Data to use Block Start

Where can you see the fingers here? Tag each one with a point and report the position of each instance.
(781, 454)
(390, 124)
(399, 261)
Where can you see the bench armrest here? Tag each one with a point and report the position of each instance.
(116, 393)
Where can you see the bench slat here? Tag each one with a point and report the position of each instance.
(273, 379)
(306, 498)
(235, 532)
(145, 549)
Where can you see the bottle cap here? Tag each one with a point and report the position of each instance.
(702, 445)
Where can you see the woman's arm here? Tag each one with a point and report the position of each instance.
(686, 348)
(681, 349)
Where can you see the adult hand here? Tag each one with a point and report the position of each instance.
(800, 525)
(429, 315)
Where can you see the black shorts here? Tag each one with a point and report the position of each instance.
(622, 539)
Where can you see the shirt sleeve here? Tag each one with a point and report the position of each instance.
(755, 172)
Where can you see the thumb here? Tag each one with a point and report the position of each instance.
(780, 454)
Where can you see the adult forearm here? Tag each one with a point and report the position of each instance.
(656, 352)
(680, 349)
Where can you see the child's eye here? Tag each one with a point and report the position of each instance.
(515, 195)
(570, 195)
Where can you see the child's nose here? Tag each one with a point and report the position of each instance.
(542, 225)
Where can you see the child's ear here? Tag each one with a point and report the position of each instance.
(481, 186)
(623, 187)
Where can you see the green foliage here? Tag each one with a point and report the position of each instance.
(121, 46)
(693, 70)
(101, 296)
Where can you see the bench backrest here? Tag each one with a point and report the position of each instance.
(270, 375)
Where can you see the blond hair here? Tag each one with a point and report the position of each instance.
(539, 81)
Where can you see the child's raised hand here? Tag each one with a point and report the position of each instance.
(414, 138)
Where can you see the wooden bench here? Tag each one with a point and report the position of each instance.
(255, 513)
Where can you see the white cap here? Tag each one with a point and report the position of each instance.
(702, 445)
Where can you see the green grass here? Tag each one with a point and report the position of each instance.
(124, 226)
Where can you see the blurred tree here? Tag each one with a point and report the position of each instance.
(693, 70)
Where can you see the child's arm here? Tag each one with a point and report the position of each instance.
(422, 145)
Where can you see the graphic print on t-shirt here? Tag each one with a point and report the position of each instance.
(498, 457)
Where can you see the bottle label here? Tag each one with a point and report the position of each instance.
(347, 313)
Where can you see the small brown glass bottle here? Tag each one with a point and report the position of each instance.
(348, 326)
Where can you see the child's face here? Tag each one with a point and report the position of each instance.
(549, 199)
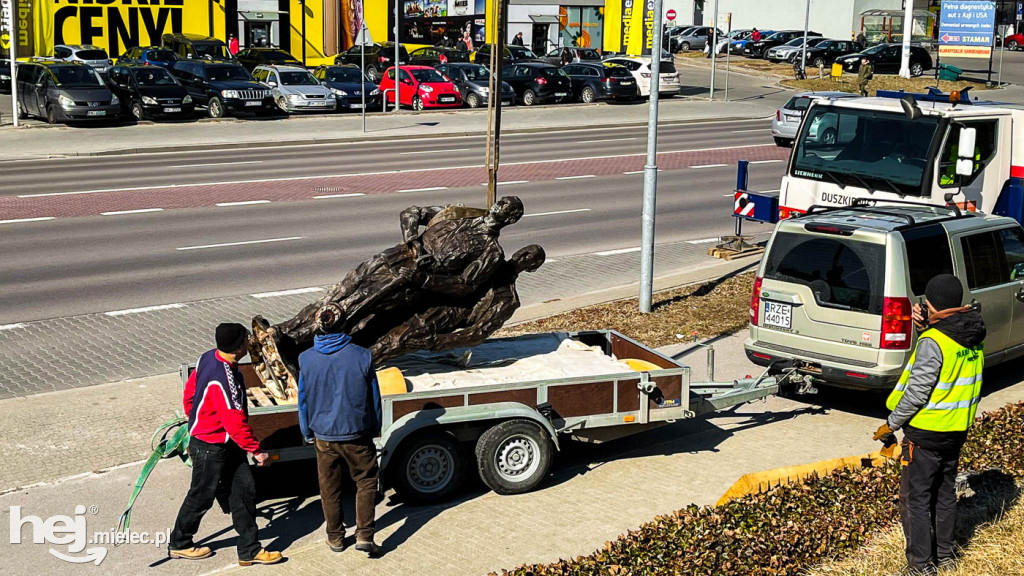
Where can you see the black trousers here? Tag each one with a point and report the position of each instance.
(218, 467)
(928, 502)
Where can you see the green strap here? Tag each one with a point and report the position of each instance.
(167, 446)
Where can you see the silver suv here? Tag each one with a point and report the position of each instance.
(92, 55)
(835, 289)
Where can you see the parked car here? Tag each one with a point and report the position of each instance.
(223, 87)
(150, 92)
(539, 82)
(349, 85)
(758, 49)
(786, 120)
(422, 87)
(640, 69)
(786, 51)
(835, 290)
(251, 57)
(433, 55)
(86, 53)
(512, 54)
(887, 59)
(154, 55)
(378, 57)
(558, 55)
(295, 89)
(197, 46)
(601, 81)
(64, 91)
(473, 82)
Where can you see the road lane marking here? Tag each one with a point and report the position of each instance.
(428, 189)
(557, 212)
(287, 292)
(246, 203)
(141, 310)
(620, 251)
(217, 164)
(240, 243)
(329, 196)
(19, 220)
(139, 211)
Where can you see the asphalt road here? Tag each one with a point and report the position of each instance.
(300, 232)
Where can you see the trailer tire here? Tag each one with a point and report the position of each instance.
(430, 467)
(513, 456)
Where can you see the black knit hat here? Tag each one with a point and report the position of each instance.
(944, 291)
(230, 337)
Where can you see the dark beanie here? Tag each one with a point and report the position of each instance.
(230, 337)
(944, 291)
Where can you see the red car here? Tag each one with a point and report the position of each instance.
(422, 87)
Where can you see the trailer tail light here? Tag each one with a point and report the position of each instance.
(755, 300)
(896, 323)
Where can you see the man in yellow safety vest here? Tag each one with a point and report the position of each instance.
(934, 403)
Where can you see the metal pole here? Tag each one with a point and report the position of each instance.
(650, 176)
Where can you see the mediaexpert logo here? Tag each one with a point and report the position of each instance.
(71, 532)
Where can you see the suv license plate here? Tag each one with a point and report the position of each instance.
(778, 315)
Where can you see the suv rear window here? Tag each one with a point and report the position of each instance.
(841, 272)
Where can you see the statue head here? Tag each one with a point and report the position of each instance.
(506, 211)
(527, 258)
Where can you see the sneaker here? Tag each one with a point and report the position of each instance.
(190, 553)
(369, 548)
(263, 557)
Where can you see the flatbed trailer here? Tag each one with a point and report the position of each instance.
(429, 439)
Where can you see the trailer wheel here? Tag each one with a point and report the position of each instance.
(513, 456)
(430, 467)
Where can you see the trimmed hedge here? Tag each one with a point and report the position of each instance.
(785, 530)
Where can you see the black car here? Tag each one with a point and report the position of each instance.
(433, 55)
(758, 49)
(378, 58)
(538, 82)
(825, 52)
(473, 80)
(64, 91)
(150, 92)
(601, 81)
(887, 58)
(348, 85)
(223, 87)
(251, 57)
(156, 55)
(512, 54)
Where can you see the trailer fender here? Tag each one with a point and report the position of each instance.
(411, 423)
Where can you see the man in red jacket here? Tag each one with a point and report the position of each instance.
(218, 424)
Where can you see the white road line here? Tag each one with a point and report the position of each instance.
(620, 251)
(146, 309)
(217, 164)
(287, 292)
(428, 189)
(557, 212)
(329, 196)
(19, 220)
(246, 203)
(139, 211)
(240, 243)
(436, 151)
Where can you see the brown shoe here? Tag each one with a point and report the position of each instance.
(192, 553)
(263, 557)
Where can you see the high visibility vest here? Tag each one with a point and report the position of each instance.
(954, 400)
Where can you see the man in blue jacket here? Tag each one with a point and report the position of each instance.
(340, 412)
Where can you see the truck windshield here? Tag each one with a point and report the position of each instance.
(878, 151)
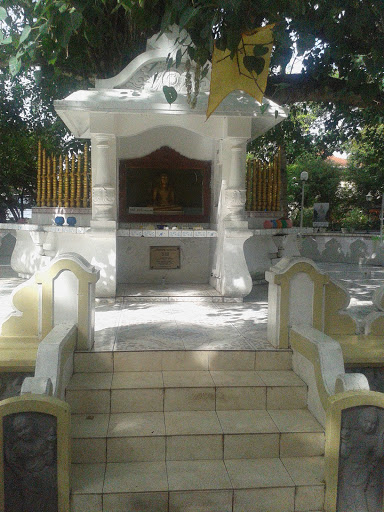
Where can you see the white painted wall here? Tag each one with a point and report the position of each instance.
(133, 261)
(181, 140)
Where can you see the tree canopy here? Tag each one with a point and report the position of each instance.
(340, 42)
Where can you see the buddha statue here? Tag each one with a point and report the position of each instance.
(163, 195)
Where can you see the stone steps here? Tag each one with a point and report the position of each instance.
(193, 431)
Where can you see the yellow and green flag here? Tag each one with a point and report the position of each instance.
(247, 71)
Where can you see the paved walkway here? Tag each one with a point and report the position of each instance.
(127, 324)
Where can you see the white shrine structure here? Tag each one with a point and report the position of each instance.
(136, 137)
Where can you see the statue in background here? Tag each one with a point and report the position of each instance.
(163, 195)
(360, 485)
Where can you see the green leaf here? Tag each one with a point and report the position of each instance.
(25, 33)
(187, 15)
(170, 94)
(14, 65)
(7, 40)
(259, 50)
(76, 20)
(255, 64)
(43, 29)
(178, 57)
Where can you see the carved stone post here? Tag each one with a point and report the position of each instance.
(104, 189)
(232, 277)
(235, 194)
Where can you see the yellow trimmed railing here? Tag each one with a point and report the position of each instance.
(63, 181)
(263, 180)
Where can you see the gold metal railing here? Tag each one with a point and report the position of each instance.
(263, 185)
(63, 181)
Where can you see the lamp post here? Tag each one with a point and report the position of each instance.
(303, 179)
(369, 197)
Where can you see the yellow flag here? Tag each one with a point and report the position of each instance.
(247, 71)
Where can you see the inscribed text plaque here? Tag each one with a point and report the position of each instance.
(165, 257)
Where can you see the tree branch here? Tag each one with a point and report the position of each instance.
(288, 89)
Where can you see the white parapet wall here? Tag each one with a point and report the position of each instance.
(54, 363)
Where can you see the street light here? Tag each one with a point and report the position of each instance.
(369, 197)
(303, 179)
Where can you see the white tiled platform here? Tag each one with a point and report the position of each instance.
(180, 318)
(193, 431)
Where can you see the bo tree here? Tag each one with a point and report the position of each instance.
(341, 41)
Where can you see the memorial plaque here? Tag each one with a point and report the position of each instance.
(166, 257)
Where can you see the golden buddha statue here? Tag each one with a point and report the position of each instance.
(163, 195)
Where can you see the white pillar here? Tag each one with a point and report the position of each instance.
(232, 277)
(235, 193)
(104, 212)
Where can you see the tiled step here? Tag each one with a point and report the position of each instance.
(179, 360)
(98, 393)
(250, 485)
(193, 431)
(190, 435)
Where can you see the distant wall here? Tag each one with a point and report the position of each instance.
(7, 244)
(342, 248)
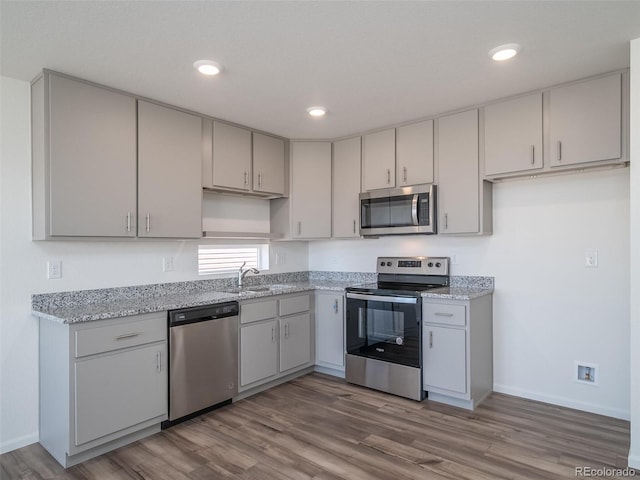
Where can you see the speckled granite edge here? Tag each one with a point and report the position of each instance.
(45, 301)
(472, 282)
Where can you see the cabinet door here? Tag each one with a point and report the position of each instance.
(445, 358)
(585, 121)
(458, 189)
(311, 189)
(169, 173)
(379, 160)
(295, 341)
(231, 156)
(330, 329)
(414, 154)
(92, 160)
(268, 164)
(114, 392)
(346, 188)
(258, 352)
(513, 135)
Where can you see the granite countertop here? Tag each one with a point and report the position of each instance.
(90, 305)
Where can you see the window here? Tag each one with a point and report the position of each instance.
(214, 259)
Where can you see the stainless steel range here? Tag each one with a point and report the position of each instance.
(384, 324)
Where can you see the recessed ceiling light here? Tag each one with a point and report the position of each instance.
(207, 67)
(504, 52)
(316, 111)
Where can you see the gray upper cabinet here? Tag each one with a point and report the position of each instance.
(414, 154)
(513, 135)
(311, 190)
(268, 164)
(169, 172)
(585, 122)
(231, 157)
(84, 160)
(464, 202)
(346, 188)
(379, 160)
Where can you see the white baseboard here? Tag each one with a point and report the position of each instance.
(564, 402)
(15, 443)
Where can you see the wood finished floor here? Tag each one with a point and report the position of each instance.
(318, 427)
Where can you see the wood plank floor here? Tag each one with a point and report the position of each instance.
(318, 427)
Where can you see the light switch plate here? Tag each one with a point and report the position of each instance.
(591, 258)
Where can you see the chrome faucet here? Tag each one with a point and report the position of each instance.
(242, 273)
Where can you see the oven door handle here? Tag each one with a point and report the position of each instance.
(382, 298)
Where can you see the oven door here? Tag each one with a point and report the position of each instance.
(384, 327)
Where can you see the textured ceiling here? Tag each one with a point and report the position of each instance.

Data to use Block End

Your objective:
Exactly repeat the lines from the line that contains "Where can you see the oven door handle" to the end of the entries, both included, and leave out all other lines.

Result for this exercise:
Where can you see the oven door handle here? Tag each one with a point and report the position of each instance.
(382, 298)
Where can you see the oven door here? Tag each one with a point and report the position of each instance.
(384, 327)
Where can you see the textured ceiling here? Tag each one with a point and report the position of each instance.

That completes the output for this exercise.